### WHAT THIS TASK INVOLVES
Once the data has been read, print it back in full, exactly.

### GIVEN INFORMATION
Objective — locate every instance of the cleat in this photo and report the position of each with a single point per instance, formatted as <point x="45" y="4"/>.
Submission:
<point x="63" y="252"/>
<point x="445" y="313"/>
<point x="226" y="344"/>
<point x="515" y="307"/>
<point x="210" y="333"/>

### OUTPUT BELOW
Objective — locate every instance of the cleat in this photo and report the position of each with a single point per instance, formatted as <point x="45" y="4"/>.
Submission:
<point x="63" y="252"/>
<point x="445" y="313"/>
<point x="226" y="344"/>
<point x="515" y="307"/>
<point x="210" y="333"/>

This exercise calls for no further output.